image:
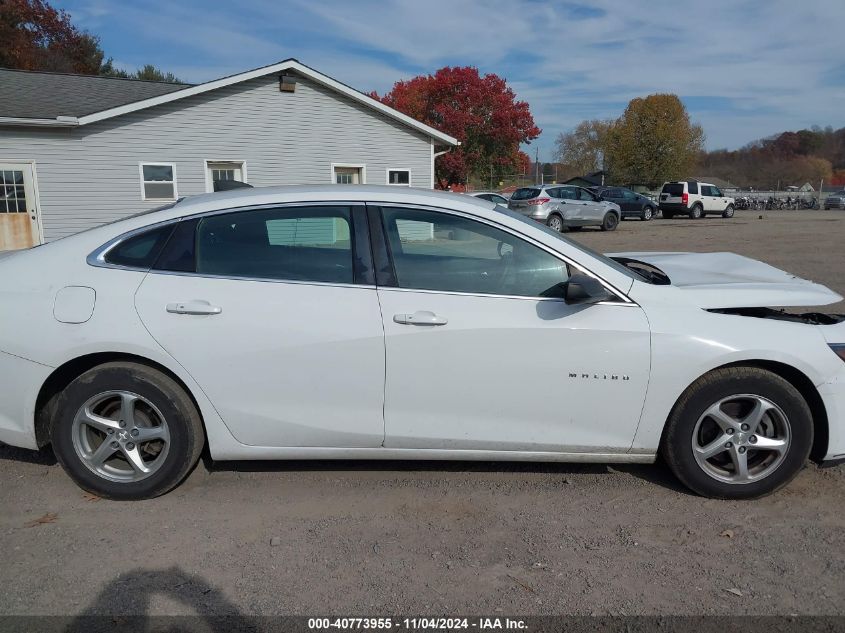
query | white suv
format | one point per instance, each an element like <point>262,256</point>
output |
<point>695,199</point>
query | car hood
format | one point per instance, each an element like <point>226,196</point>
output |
<point>727,280</point>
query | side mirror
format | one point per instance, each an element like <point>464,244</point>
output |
<point>582,288</point>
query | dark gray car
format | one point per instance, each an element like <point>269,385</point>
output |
<point>633,204</point>
<point>835,201</point>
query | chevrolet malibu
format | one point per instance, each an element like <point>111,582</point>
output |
<point>388,323</point>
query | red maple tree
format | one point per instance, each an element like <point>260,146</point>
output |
<point>35,36</point>
<point>482,112</point>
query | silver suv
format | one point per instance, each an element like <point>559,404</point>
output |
<point>564,207</point>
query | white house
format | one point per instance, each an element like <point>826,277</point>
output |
<point>77,151</point>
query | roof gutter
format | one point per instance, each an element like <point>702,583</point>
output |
<point>60,121</point>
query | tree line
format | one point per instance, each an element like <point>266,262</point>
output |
<point>655,141</point>
<point>652,141</point>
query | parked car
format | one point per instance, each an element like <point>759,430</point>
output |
<point>356,322</point>
<point>835,200</point>
<point>490,196</point>
<point>695,199</point>
<point>632,204</point>
<point>565,207</point>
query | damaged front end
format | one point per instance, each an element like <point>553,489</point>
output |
<point>810,318</point>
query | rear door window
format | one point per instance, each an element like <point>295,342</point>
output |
<point>296,244</point>
<point>526,193</point>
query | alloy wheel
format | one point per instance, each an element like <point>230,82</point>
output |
<point>121,436</point>
<point>741,439</point>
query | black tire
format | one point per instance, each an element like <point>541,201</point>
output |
<point>677,444</point>
<point>610,222</point>
<point>186,437</point>
<point>555,223</point>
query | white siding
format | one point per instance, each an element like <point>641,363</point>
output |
<point>89,175</point>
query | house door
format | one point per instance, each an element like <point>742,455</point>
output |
<point>18,213</point>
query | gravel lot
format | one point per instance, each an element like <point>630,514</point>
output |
<point>445,538</point>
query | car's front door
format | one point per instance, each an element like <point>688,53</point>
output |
<point>270,311</point>
<point>483,353</point>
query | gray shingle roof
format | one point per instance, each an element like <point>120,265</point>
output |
<point>37,95</point>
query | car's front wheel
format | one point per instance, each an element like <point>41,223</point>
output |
<point>738,433</point>
<point>126,431</point>
<point>610,222</point>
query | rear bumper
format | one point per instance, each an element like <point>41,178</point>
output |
<point>19,386</point>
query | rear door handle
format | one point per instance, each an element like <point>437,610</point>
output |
<point>420,317</point>
<point>196,306</point>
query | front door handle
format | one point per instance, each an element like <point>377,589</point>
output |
<point>197,306</point>
<point>420,317</point>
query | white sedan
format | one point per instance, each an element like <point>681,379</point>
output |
<point>387,323</point>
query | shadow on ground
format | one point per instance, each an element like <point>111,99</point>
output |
<point>124,604</point>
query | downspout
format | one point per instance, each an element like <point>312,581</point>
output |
<point>434,155</point>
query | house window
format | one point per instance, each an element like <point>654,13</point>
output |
<point>399,177</point>
<point>158,181</point>
<point>348,174</point>
<point>223,170</point>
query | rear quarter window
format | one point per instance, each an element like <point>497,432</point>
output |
<point>673,188</point>
<point>526,193</point>
<point>140,251</point>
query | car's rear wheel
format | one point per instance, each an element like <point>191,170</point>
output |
<point>126,431</point>
<point>555,223</point>
<point>610,222</point>
<point>738,433</point>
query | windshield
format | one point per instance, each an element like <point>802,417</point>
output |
<point>587,251</point>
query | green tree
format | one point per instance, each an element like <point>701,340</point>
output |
<point>583,149</point>
<point>35,36</point>
<point>653,141</point>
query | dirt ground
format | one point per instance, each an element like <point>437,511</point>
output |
<point>445,538</point>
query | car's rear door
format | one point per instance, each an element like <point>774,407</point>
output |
<point>274,312</point>
<point>594,210</point>
<point>484,354</point>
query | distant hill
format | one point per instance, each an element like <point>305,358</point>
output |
<point>789,158</point>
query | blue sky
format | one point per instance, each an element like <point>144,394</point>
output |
<point>744,69</point>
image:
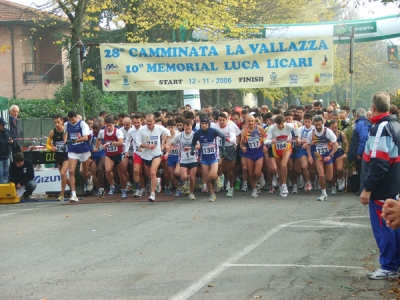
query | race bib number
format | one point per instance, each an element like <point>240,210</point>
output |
<point>254,142</point>
<point>174,151</point>
<point>281,145</point>
<point>60,147</point>
<point>153,140</point>
<point>112,149</point>
<point>322,149</point>
<point>208,148</point>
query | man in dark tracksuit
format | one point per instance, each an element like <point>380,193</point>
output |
<point>381,160</point>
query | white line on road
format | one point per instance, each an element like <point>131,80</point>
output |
<point>189,291</point>
<point>293,265</point>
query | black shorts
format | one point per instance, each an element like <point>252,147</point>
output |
<point>116,159</point>
<point>189,166</point>
<point>149,162</point>
<point>60,157</point>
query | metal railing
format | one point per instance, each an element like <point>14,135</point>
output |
<point>43,72</point>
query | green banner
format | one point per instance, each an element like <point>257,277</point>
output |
<point>359,28</point>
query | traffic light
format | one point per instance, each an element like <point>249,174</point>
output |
<point>393,53</point>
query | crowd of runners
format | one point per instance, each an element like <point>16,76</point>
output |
<point>214,149</point>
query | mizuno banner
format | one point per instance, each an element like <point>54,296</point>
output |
<point>258,63</point>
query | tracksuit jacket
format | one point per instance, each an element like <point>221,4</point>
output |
<point>381,160</point>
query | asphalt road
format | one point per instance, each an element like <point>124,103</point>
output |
<point>235,248</point>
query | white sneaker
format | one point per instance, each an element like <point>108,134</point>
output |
<point>383,274</point>
<point>90,184</point>
<point>73,199</point>
<point>323,197</point>
<point>221,180</point>
<point>333,191</point>
<point>262,181</point>
<point>230,192</point>
<point>158,186</point>
<point>341,184</point>
<point>274,181</point>
<point>213,198</point>
<point>152,197</point>
<point>284,191</point>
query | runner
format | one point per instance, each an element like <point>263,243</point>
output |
<point>56,137</point>
<point>339,158</point>
<point>113,142</point>
<point>188,163</point>
<point>172,160</point>
<point>227,165</point>
<point>138,178</point>
<point>97,165</point>
<point>301,164</point>
<point>251,143</point>
<point>76,134</point>
<point>209,152</point>
<point>149,138</point>
<point>322,142</point>
<point>280,135</point>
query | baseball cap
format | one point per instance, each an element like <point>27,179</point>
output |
<point>204,120</point>
<point>2,122</point>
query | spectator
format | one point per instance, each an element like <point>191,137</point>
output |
<point>15,126</point>
<point>7,144</point>
<point>22,174</point>
<point>382,171</point>
<point>358,140</point>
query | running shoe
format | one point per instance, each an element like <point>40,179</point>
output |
<point>221,180</point>
<point>112,190</point>
<point>341,183</point>
<point>152,197</point>
<point>230,192</point>
<point>167,190</point>
<point>138,193</point>
<point>323,197</point>
<point>217,186</point>
<point>228,186</point>
<point>237,185</point>
<point>333,192</point>
<point>274,180</point>
<point>284,191</point>
<point>90,184</point>
<point>213,198</point>
<point>73,199</point>
<point>380,274</point>
<point>158,186</point>
<point>262,181</point>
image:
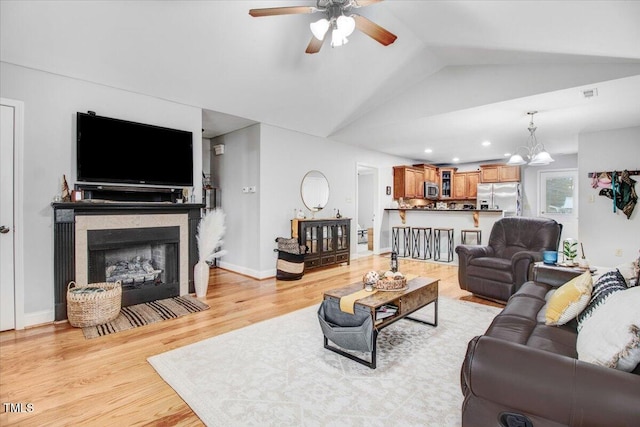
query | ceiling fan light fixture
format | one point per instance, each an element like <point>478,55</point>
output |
<point>542,158</point>
<point>346,24</point>
<point>516,160</point>
<point>535,152</point>
<point>337,38</point>
<point>320,28</point>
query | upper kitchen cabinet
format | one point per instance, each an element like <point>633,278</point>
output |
<point>408,182</point>
<point>499,173</point>
<point>465,185</point>
<point>430,172</point>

▶ _Job_
Revise all of the data above by replacing "per instance" with "for each instance" everywhere it occurs, keeping everything else unchanged. Omit the pictures from your answer.

▶ _Full answer_
image:
query | white suv
format | one point for each instance, each an element like <point>262,256</point>
output |
<point>695,199</point>
query | car hood
format | one point for each instance, each an element like <point>226,196</point>
output |
<point>727,280</point>
query | side mirror
format | one point for each instance, each an element like <point>464,244</point>
output |
<point>582,288</point>
query | dark gray car
format | one point for each instance, each an element like <point>269,385</point>
output |
<point>633,204</point>
<point>835,201</point>
query | chevrolet malibu
format | one point for each instance, each an element like <point>111,582</point>
output |
<point>388,323</point>
query | red maple tree
format | one point for each instance, each an element like <point>260,146</point>
output |
<point>35,36</point>
<point>482,112</point>
query | silver suv
format | one point for each instance, each an element like <point>559,404</point>
output |
<point>564,207</point>
query | white house
format | one point for each instance, each an element like <point>826,277</point>
output |
<point>77,151</point>
query | roof gutter
format | one point for each instance, each an element like <point>702,583</point>
output |
<point>60,121</point>
query | tree line
format | one point for each instance, each an element like <point>266,262</point>
output |
<point>655,141</point>
<point>652,141</point>
query | parked car
format | one point for each instance, each an element like <point>759,430</point>
output |
<point>356,322</point>
<point>835,200</point>
<point>490,196</point>
<point>695,199</point>
<point>632,204</point>
<point>565,207</point>
query | damaged front end
format | one point for each instance, each an element like <point>553,489</point>
output |
<point>810,318</point>
query | rear door window
format | one point for each instance, each an element like <point>295,342</point>
output |
<point>296,244</point>
<point>526,193</point>
query | alloy wheel
format | one point for each instance, each an element like <point>230,82</point>
output |
<point>121,436</point>
<point>741,439</point>
query | black tire
format | one point for each instance, each an element like <point>541,201</point>
output |
<point>677,444</point>
<point>610,222</point>
<point>186,437</point>
<point>555,223</point>
query | white siding
format | one point for each instance, each an element like <point>641,363</point>
output |
<point>89,175</point>
query | house door
format | one point for each instance, each an element like <point>742,455</point>
output |
<point>18,213</point>
query | gravel lot
format | one point for each instance, each an element like <point>630,514</point>
output |
<point>445,538</point>
query | car's front door
format | one point for each instance, each an element like <point>688,53</point>
output |
<point>270,311</point>
<point>483,353</point>
query | gray shingle roof
format | one point for each instance, each an element like <point>120,265</point>
output |
<point>37,95</point>
query | car's front wheel
format | one point for each instance, each an element like <point>41,223</point>
output |
<point>738,433</point>
<point>126,431</point>
<point>610,222</point>
query | rear bumper
format | one point for each instance, each an element like <point>41,178</point>
output |
<point>19,386</point>
query | rear door handle
format | one point for each instance, each an element like <point>437,610</point>
output |
<point>420,317</point>
<point>196,306</point>
query | front door handle
format | one point for each instance, each an element like <point>377,589</point>
output |
<point>197,306</point>
<point>420,317</point>
query | white sedan
format | one point for each instance, each an element like <point>681,379</point>
output |
<point>387,323</point>
query | shadow on ground
format | one point for each instance, each an element like <point>111,99</point>
output |
<point>124,604</point>
query | downspout
format | one point for each instance, each an element like <point>312,581</point>
output |
<point>434,155</point>
query | house window
format | one point for each instance, each an element like <point>654,13</point>
output |
<point>399,177</point>
<point>158,181</point>
<point>348,174</point>
<point>223,170</point>
query | rear quarter window
format | one point for each instance, each an element like <point>497,432</point>
output |
<point>673,188</point>
<point>526,193</point>
<point>140,251</point>
query | car's rear wheel
format | one point for each instance, each an element like <point>191,170</point>
output |
<point>126,431</point>
<point>555,223</point>
<point>610,222</point>
<point>738,433</point>
query | windshield
format | one point for each instance, each an element like <point>802,417</point>
output |
<point>587,251</point>
query | green tree
format | one point for each instance, each an element like <point>701,340</point>
output |
<point>583,149</point>
<point>35,36</point>
<point>653,141</point>
query | dirt ground
format | one point for each instance, each an element like <point>437,511</point>
output |
<point>445,538</point>
query | car's rear door
format | one point for each instance, each an element like <point>774,407</point>
output |
<point>274,312</point>
<point>594,210</point>
<point>484,354</point>
query | distant hill
format | one point for each instance, each an element like <point>305,358</point>
output |
<point>789,158</point>
query | blue sky
format | one point for each instance, each an element like <point>144,394</point>
output |
<point>744,69</point>
image:
query | race bib number
format | one point for each instance, each an element like <point>240,210</point>
output |
<point>254,142</point>
<point>174,151</point>
<point>281,145</point>
<point>60,147</point>
<point>153,140</point>
<point>112,149</point>
<point>322,149</point>
<point>208,148</point>
query | man in dark tracksuit
format | one point for each instance, each an element like <point>380,193</point>
output |
<point>381,160</point>
query | white line on road
format | one point for each instance, each an element like <point>131,80</point>
output |
<point>189,291</point>
<point>293,265</point>
query | black shorts
format | one point for each instance, each an element like <point>252,147</point>
output |
<point>116,159</point>
<point>189,166</point>
<point>149,162</point>
<point>60,157</point>
query | metal railing
format | one point for each instance, each an element like <point>14,135</point>
output |
<point>43,72</point>
query | green banner
format | one point for each instance, each an element like <point>257,277</point>
output |
<point>359,28</point>
query | traffic light
format | one point for each instance, each an element like <point>249,174</point>
output |
<point>393,53</point>
query | crowd of runners
format | one point for each instance, each an element like <point>16,76</point>
output |
<point>214,149</point>
query | mizuno banner
format | one point for each instance, each an element like <point>54,296</point>
output |
<point>258,63</point>
query | tracksuit jacket
format | one point for each instance, each an element like <point>221,4</point>
output |
<point>381,160</point>
query | asphalt road
format | one point for each instance, each an element like <point>124,103</point>
output |
<point>235,248</point>
query | white sneaker
format | one point for each instance, each an element like <point>108,134</point>
output |
<point>383,274</point>
<point>90,184</point>
<point>73,199</point>
<point>323,197</point>
<point>221,180</point>
<point>333,191</point>
<point>262,181</point>
<point>230,192</point>
<point>158,186</point>
<point>341,184</point>
<point>274,181</point>
<point>213,198</point>
<point>152,197</point>
<point>284,191</point>
query | runner
format | one point for each instance, each an element like <point>263,243</point>
output |
<point>56,137</point>
<point>339,158</point>
<point>113,142</point>
<point>188,163</point>
<point>172,160</point>
<point>227,165</point>
<point>138,178</point>
<point>97,165</point>
<point>301,164</point>
<point>251,143</point>
<point>76,134</point>
<point>209,152</point>
<point>149,138</point>
<point>322,142</point>
<point>280,135</point>
query | baseball cap
format | one point for each instance, each an element like <point>27,179</point>
output |
<point>204,120</point>
<point>2,122</point>
query | spectator
format | one point for each instance, each an element like <point>191,137</point>
output |
<point>15,126</point>
<point>7,144</point>
<point>22,174</point>
<point>382,171</point>
<point>358,140</point>
query | running shoe
format | one point for each instance, each an element like <point>40,179</point>
output |
<point>221,180</point>
<point>112,190</point>
<point>341,183</point>
<point>152,197</point>
<point>230,192</point>
<point>167,190</point>
<point>138,193</point>
<point>323,197</point>
<point>217,186</point>
<point>228,186</point>
<point>237,185</point>
<point>333,192</point>
<point>274,180</point>
<point>284,191</point>
<point>90,184</point>
<point>213,198</point>
<point>73,199</point>
<point>380,274</point>
<point>158,186</point>
<point>262,181</point>
image:
query | ceiling fan light fixture
format | one point for each instance, each an element like <point>478,55</point>
output |
<point>542,158</point>
<point>346,24</point>
<point>516,160</point>
<point>535,152</point>
<point>337,38</point>
<point>320,28</point>
query | upper kitchen cabinet
format | one point for each instance, each an element like <point>633,278</point>
output |
<point>408,182</point>
<point>499,173</point>
<point>465,185</point>
<point>430,172</point>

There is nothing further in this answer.